## [Page text]
A bit of time was put into the ECS which will manage all the world objects. I put together a placeholder tree model and spawned 10,000 of them around the map. The viewing distance for the trees is not to great in floating camera mode but in normal construction mode It works fine.
Small update this time. I have started working a day job again and so haven’t spent much time on the game. For a bit of fun I’ve been thinking about implementing screen space ambient occlusion, something I haven’t written before. As I’ve been developing and experimenting with the game I’ve noticed issues with my eye being unable identify height and depth of the tiles. Often 2 tiles will sit at different heights but the same orientation, meaning they will be lit exactly the same. Take a look at this example.
The tile in middle is shaded the same as the tile behind. While it’s not difficult to understand what tile is where, It really shouldnt require any thinking. To solve this I started looking into ambient occlusion techniques, I had a form of AO in the game before using an AO value baked into the terrain verts. However, Now I have redone the terrain mesh system making that no longer an attractive option. The most common AO in games is SSAO (Screen Space Ambient Occlusion), there are different implementations but essentially you would use the positions and normals buffer to sample surrounding pixels and calculate if they occlude the current pixels.
I put together a shader which does just that. The results are decent however there is a significant performance hit. I’m using a half size AO buffer and 16 samples, then a 4×4 blur. Framerate goes from about 160 to just about keeping up at 60. I’m sure I could optimize further and improve the method, however I have played round tweaking parameter and even at high sample counts the results are not that great. I think I am going to take another look at baked AO.
SSAO After a lot of tweaking
- Added a way to recompile shaders at runtime so I can make modifications to shader code and see results instantly (Very useful, should have done this ages ago!)
- Improved pipeline for adding 3d models.
- Made headway on ECS for managing game objects.
Nothing too major this update, I’ve been working on some other personal things the last month so I haven’t done anything major on the game.
- Made it so an individual tile will highlight when hovered over with the mouse.
- You can now make square box selections with the mouse by clicking and dragging.
- Added a distance fog for when using the free floating camera
- Replaced black sky color with blue.
- Fixed a z-clipping issue where the ocean mesh intersected the land mesh.
- Optimized terrain rendering for free floating camera. Camera used to sit in the middle of the terrain chunk, now any terrain behind the camera is not calculated.
- Shaders now recompile when using free floating camera and implement a different type of z-buffer.

## [Prompt 1]
Identify each line of the records that contains the word "propeller", and copy those lines out.

## [Provided entries]
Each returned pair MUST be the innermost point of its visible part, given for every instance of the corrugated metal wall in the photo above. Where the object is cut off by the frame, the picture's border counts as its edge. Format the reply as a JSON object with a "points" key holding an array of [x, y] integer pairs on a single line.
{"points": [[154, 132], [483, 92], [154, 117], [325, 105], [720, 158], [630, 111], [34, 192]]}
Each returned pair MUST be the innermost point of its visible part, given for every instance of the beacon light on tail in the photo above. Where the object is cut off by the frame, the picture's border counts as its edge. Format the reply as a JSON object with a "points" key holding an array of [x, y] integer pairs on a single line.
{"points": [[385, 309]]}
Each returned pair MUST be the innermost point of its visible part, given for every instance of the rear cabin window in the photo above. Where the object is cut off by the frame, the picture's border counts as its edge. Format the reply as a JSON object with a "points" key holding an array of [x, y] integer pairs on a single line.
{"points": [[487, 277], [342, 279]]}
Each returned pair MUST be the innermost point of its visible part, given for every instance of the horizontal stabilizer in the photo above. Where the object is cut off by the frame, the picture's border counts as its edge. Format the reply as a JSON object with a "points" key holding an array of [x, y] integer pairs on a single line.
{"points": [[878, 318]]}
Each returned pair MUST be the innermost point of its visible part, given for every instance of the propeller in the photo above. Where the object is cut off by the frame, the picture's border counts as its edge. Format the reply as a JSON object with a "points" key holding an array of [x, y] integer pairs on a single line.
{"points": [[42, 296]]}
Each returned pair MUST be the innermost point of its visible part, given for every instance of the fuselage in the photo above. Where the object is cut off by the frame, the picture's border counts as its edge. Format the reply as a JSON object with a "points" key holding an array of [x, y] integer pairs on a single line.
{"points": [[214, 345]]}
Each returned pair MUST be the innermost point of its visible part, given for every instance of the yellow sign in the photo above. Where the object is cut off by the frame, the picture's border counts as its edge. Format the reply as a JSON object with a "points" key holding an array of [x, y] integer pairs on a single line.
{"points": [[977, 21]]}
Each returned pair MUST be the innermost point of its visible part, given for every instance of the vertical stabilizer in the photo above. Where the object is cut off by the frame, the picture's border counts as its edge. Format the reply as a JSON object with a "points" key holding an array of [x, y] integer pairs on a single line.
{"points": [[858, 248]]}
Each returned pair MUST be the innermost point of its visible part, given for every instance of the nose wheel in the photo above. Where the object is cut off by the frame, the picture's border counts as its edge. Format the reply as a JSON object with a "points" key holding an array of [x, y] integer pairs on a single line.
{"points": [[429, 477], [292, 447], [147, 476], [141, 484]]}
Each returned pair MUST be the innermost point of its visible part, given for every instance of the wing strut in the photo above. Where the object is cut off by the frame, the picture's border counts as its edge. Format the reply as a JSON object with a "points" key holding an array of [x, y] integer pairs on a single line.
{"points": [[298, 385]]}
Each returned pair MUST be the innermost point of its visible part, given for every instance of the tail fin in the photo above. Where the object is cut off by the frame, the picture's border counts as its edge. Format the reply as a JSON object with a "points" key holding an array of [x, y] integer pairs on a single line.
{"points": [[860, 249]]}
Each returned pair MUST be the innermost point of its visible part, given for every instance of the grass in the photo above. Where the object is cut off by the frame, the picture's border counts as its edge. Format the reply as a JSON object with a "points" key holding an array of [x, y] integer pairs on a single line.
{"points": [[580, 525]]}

## [Prompt 2]
Answer these questions using the development log.
(a) How many placeholder tree models were spawned around the map?
(b) How many samples and what size of blur did the ambient occlusion shader use?
(c) What color replaced the black sky color?

## [Written response 1]
Each returned pair MUST be the innermost point of its visible part, given for every instance of the propeller in the photo above. Where the object is cut off by the frame, the picture's border counts as its edge. Format the reply as a JSON object with a "points" key holding an array of [x, y] integer pairs on a single line.

## [Written response 2]
(a) 10,000
(b) 16 samples and a 4×4 blur
(c) Blue